> **Page excerpt**
[Zope-dev] Follow up: Coroner's toolkit for zope, or how to figure out what went wrong.

Romain Slootmaekers romain@zzict.com
Mon, 12 Aug 2002 19:17:09 +0200


Toby Dickenson wrote:
> On Monday 12 Aug 2002 4:50 pm, Joachim Werner wrote:
> 
>>Hi!
>>
>>I know of exactly two cases that could really cause a ZODB loose data: if
>>you reach the 2GB limit with a Python not compiled for larger files and if
>>you reach the physical limit of your storage. That is, if your case doesn't
>>add a third one ...

well, it isn't the 2GB limit, nor the storage limit,...
BTW, i wish I still had your good faith in software :(

> 
> 
> FileStorage is robust and mature, but its not a good as this statement 
> suggests.  There have been a number of bugs that cause packing to delete more 
> than it should (a few very small holes still remain), bugs that cause 
> FileStorage to overwrite the middle of its log file, and bugs that cause its 
> position index to get muddled.

ouch. packing couldn't be the problem though.... (we haven't packed 
recently)

After spending some times looking at the logs. I could dig up the 
following traceback :


   File 
"/home/zope/Zope-2.5.1-linux2-x86/lib/python/ZODB/Connection.py", line 46
3, in setstate
     raise ReadConflictError(object=object)

ReadConflictError: database read conflict error (oid 000000000000bc8d,

our code that causes it basically changes some attributes and then
does a

self._p_changed=1

in some persistent object.


The problem is this:
appearantly that object is also touched in some other thread causing the 
conflict error.

So far I understand what's happening. but then it gets blurry.
the resolution of the conflict handeling somehow drops everything in 
that object tree.

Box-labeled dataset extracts
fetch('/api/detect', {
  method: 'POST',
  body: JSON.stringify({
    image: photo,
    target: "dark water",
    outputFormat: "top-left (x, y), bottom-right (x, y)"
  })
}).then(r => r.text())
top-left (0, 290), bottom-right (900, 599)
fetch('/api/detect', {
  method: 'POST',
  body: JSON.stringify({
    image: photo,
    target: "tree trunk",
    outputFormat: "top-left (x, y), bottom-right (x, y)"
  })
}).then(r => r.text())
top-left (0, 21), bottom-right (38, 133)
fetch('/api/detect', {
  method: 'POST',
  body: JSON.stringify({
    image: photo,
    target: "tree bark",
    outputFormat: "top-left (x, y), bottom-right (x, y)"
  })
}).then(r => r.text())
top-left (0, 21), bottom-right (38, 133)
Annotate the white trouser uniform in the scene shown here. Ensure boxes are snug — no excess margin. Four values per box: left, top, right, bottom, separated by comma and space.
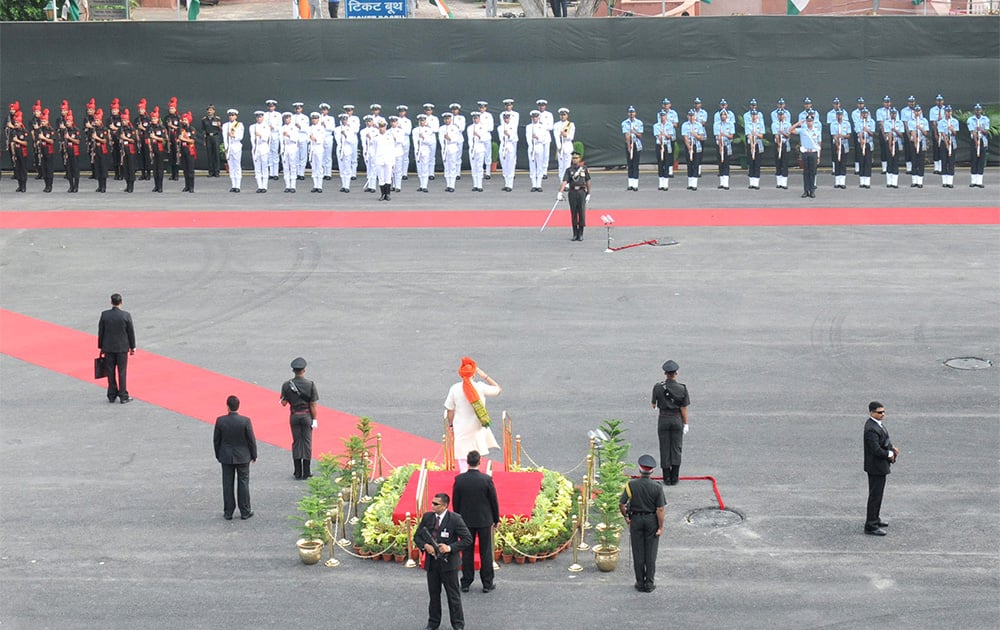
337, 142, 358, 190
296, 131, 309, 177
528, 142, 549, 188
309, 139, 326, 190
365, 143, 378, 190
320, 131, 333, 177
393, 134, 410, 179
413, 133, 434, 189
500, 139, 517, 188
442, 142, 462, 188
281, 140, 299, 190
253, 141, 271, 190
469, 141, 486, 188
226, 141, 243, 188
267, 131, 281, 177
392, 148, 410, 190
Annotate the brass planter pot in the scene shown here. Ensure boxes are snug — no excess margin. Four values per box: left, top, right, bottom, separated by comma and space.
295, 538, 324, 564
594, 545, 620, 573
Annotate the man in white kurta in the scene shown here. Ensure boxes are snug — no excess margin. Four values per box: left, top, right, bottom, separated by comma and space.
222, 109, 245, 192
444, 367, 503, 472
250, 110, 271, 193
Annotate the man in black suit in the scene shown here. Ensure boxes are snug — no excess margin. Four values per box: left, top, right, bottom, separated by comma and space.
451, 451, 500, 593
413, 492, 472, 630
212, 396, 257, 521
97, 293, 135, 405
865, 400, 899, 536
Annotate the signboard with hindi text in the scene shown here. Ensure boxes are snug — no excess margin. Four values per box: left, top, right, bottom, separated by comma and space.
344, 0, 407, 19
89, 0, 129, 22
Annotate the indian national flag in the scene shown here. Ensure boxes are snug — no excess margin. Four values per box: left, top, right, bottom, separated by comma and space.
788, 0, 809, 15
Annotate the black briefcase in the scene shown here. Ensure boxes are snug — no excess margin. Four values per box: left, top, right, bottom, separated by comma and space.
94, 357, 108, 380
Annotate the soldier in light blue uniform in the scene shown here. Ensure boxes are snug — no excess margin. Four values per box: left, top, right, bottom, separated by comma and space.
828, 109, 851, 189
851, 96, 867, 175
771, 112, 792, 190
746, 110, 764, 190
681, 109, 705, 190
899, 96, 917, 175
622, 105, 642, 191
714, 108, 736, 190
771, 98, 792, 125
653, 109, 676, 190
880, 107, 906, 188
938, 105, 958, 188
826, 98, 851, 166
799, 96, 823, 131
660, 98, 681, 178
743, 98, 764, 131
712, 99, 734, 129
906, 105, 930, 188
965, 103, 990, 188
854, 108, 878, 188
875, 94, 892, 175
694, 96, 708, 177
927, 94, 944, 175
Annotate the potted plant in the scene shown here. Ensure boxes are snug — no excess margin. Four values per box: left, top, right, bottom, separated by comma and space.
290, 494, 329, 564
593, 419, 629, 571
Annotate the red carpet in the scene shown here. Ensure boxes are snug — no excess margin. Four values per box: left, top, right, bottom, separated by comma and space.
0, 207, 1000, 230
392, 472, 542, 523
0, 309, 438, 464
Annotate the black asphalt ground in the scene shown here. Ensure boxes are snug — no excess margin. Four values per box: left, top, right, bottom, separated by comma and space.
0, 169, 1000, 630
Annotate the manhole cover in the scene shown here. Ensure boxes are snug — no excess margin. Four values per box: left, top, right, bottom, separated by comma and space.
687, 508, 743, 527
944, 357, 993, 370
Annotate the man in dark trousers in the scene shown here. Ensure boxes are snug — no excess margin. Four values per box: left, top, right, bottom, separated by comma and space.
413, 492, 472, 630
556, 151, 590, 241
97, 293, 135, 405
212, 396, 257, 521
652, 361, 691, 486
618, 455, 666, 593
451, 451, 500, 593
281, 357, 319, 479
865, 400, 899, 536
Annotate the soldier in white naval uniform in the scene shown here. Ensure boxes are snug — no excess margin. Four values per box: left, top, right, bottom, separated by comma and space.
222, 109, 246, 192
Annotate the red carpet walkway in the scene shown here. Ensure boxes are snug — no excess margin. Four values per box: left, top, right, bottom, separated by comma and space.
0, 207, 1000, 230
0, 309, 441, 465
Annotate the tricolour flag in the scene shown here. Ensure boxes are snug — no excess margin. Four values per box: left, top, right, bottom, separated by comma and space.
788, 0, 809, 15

> **Task list**
[A] Please reproduce the entries from the line containing "Annotate the man in black" through the line containing "593, 419, 629, 571", inclusive, with nothing changed.
[B] Carry on the mailing-list post about the ZODB read conflict error from the point where it stops.

> **Results of the tasks**
[A]
Annotate the man in black suit in the scene shown here. Ensure boxes are snug — no excess margin. Four values per box: left, top, right, bottom, separated by comma and space.
451, 451, 500, 593
413, 492, 472, 630
212, 396, 257, 521
97, 293, 135, 405
865, 400, 899, 536
Annotate the signboard with hindi text in the scene shown here. Ensure boxes are snug — no excess margin. Four values per box: left, top, right, bottom, separated by comma and space.
344, 0, 407, 19
89, 0, 129, 22
Annotate the indian national flag in the scene shown here. Ensure boxes are snug — no excess margin. Four values per box: left, top, right, bottom, separated by comma and space.
788, 0, 809, 15
Annotate the black briefcase in the scene shown here. Ensure boxes are snug — no excess margin. Four values per box: left, top, right, bottom, separated by comma and space.
94, 357, 108, 380
Annotate the soldier in light blue uniform in the scene shown here. Ensure boxes are snug — no excess margin. Four values per box: left, top, right, bottom, separated by comma and space.
828, 109, 851, 189
851, 96, 867, 175
771, 112, 792, 190
746, 110, 764, 190
681, 109, 705, 190
899, 96, 917, 175
622, 105, 642, 191
714, 108, 736, 190
771, 98, 792, 125
653, 109, 676, 190
880, 107, 906, 188
938, 105, 958, 188
826, 98, 851, 166
799, 96, 823, 131
660, 98, 681, 178
743, 98, 764, 131
712, 99, 734, 129
906, 105, 930, 188
965, 103, 990, 188
854, 108, 878, 188
875, 94, 892, 175
694, 96, 708, 177
927, 94, 944, 175
Annotate the potted plant in the scene shown here. Ensure boxes are snug — no excess margin. Four values per box: left, top, right, bottom, separated by comma and space.
290, 494, 329, 564
593, 419, 629, 571

[B]
Basically we have

class DB (Persistent,Implicit):
    .....

    def __init__(self):
	self.__dbItems=[]

class DBItem(Persistent,Implicit):
    ....

    def setSomething(self,...):
        ...
        self._p_changed=1




and DB contains a set of DBItem objects, and touching one of them drops 
the DB object.


> 
> 
> The first thing I would recommend trying today is shutting down, removing 
> data.fs.index, and restarting. In recebnt versions data.fs.index make very 
> heavy use of BTrees, and all released versions of the BTree code have small 
> bugs.

hm, isn't there a policy on adding tests that expose the bugs to the set 
of unittests ?

If we (our company that is)can't resolve the problem, we'll have to 
reconsider our strategy on data storage and perhaps even drop the use of 
the ZODB for anything but scripts and static content. all managed 
content types then have to stored in something more robust like some 
relational database, and we all know how well object trees fit into 
relational databases. :(


Anyway, If we find more, then we'll post it here.
Sloot.